**PAGE EXTRACT:**
"""
AMA's Moving Medicine video series amplifies physician voices and highlights developments and achievements throughout medicine.
In today’s episode of Moving Medicine, a discussion with Maya Green, MD, MPH, regional medical director for communities on the south and west side of Chicago at Howard Brown Health, who shares highlights from a recent webinar: “Black and LGBTQ+: At the intersection of race, sexual orientation and gender identity,” and shares her own experience in treating Black and LGBTQ+ patients.
"""
**SUPPLIED MATERIAL:**
"""
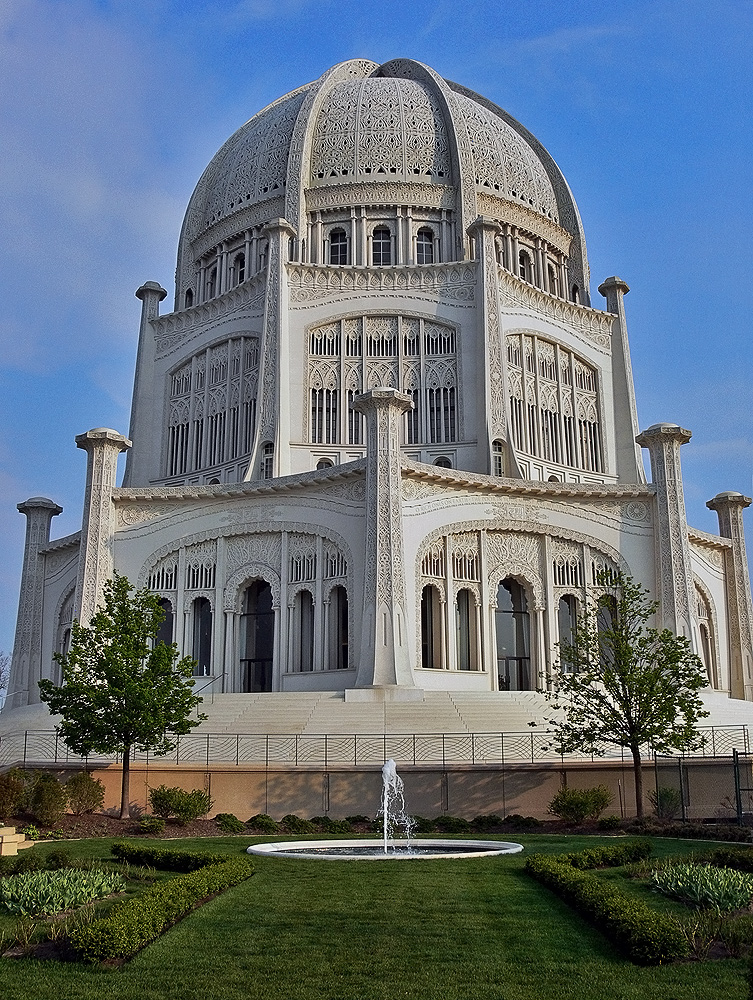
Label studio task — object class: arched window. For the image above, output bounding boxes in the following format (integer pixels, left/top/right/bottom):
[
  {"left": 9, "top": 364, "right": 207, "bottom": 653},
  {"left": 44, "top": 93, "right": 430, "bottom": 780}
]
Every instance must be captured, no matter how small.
[
  {"left": 416, "top": 229, "right": 434, "bottom": 264},
  {"left": 557, "top": 594, "right": 578, "bottom": 672},
  {"left": 191, "top": 597, "right": 212, "bottom": 677},
  {"left": 154, "top": 597, "right": 174, "bottom": 646},
  {"left": 421, "top": 586, "right": 444, "bottom": 670},
  {"left": 327, "top": 587, "right": 348, "bottom": 670},
  {"left": 329, "top": 229, "right": 348, "bottom": 264},
  {"left": 240, "top": 580, "right": 275, "bottom": 691},
  {"left": 455, "top": 588, "right": 478, "bottom": 670},
  {"left": 259, "top": 441, "right": 275, "bottom": 479},
  {"left": 492, "top": 440, "right": 505, "bottom": 476},
  {"left": 293, "top": 590, "right": 314, "bottom": 673},
  {"left": 371, "top": 227, "right": 392, "bottom": 266},
  {"left": 494, "top": 577, "right": 531, "bottom": 691},
  {"left": 518, "top": 250, "right": 533, "bottom": 283}
]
"""
**EXERCISE A:**
Read the Moving Medicine description and say whether each statement agrees with it. For each, answer yes or no and quote the deciding words.
(i) Maya Green works at Howard Brown Health as a regional medical director.
(ii) The webinar was titled "Black and LGBTQ+: At the intersection of race and gender."
(iii) Moving Medicine is described as a video series.
**EXERCISE B:**
Write the next part of the Moving Medicine description, continuing after its last sentence.

**EXPECTED ANSWER A:**
(i) Yes: "regional medical director for communities on the south and west side of Chicago at Howard Brown Health"
(ii) No: "Black and LGBTQ+: At the intersection of race, sexual orientation and gender identity"
(iii) Yes: "AMA's Moving Medicine video series"

**EXPECTED ANSWER B:**
- Maya Green, MD, MPH, regional medical director, south and west side of Chicago, Howard Brown Health
Unger: Hello. This is the American Medical Association's Moving Medicine video and podcast. Today we're talking with Dr. Maya Green, regional medical director for communities on the south and west wide of Chicago at Howard Brown Health in Chicago. Dr. Green is also a member of the AMA Advisory Committee on LGBTQ Issues and will be sharing highlights from a recent webinar co-sponsored by that group and the AMA Minority Affairs Section called, "Black and LGBTQ+ at the Intersection of Race, Sexual Orientation and Gender Identity." I'm Todd Unger, AMA's chief experience officer in Chicago. Welcome, Dr. Green. Thanks for joining us. Before we get started, I thought it might be helpful for the audience just to give them a little bit of background on intersectionality and intersectional identity. What do you mean by that?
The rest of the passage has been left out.